* Conjunto de tareas *
1 > Indica si cada afirmación coincide con el texto sobre el libro de Saúl Feldman, responde sí o no y cita las palabras decisivas: (a) Feldman escribe desde la crítica especializada; (b) el libro trata el Macbeth de los Coen; (c) Feldman es sociólogo.
2 > Resume en dos oraciones el texto sobre el libro de Saúl Feldman.

* Texto de lectura *
══════════════════════════════

SAUL FELDMAN ANALIZA EL PODER DE LAS PELICULAS COMO INTÉRPRETES DE SU TIEMPO
Desde la butaca del espectador
En ‘A la salida del cine’ el sociólogo y experto en comunicación traza un mapa de las obras que marcan el pulso cinematográfico reciente. El eje pasa por el contexto político y cultural.
Con A la salida del cine, Saúl Feldman propone una lectura lúcida y sensible sobre el poder de las películas para interpelar a su tiempo. No escribe desde la torre de marfil de la crítica especializada, sino desde la butaca del espectador que abandona la sala con preguntas abiertas. Su libro es, en esencia, un mapa de las obras que marcaron el pulso cinematográfico reciente. Tarr y su apocalipsis silencioso, los Coen y su Macbeth austero, y las miradas humanistas de Kaurismäki, Moretti y Loach, entre muchos otros. Cada capítulo es una conversación entre cine y sociedad, entre la pantalla y el mundo que lo circunda.

══════════════════════════════

Datos de señalamiento de regiones

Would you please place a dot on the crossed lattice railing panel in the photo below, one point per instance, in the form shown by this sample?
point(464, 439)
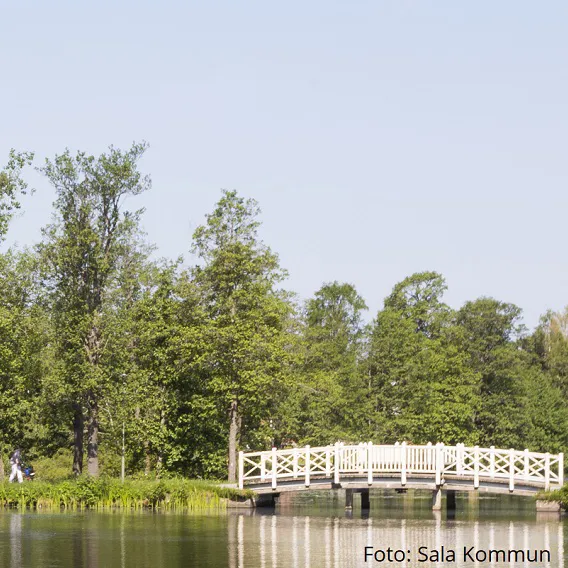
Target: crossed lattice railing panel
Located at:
point(438, 461)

══════════════════════════════

* Soluciones *
1 >
(a) No: "No escribe desde la torre de marfil de la crítica especializada, sino desde la butaca del espectador que abandona la sala con preguntas abiertas."
(b) Sí: "los Coen y su Macbeth austero".
(c) Sí: "el sociólogo y experto en comunicación".

2 > En A la salida del cine, el sociólogo Saúl Feldman propone una lectura sobre el poder de las películas para interpelar a su tiempo, y escribe desde la butaca del espectador y no desde la crítica especializada. El libro traza un mapa de las obras que marcaron el pulso cinematográfico reciente, de Tarr y los Coen a Kaurismäki, Moretti y Loach, y cada capítulo es una conversación entre cine y sociedad.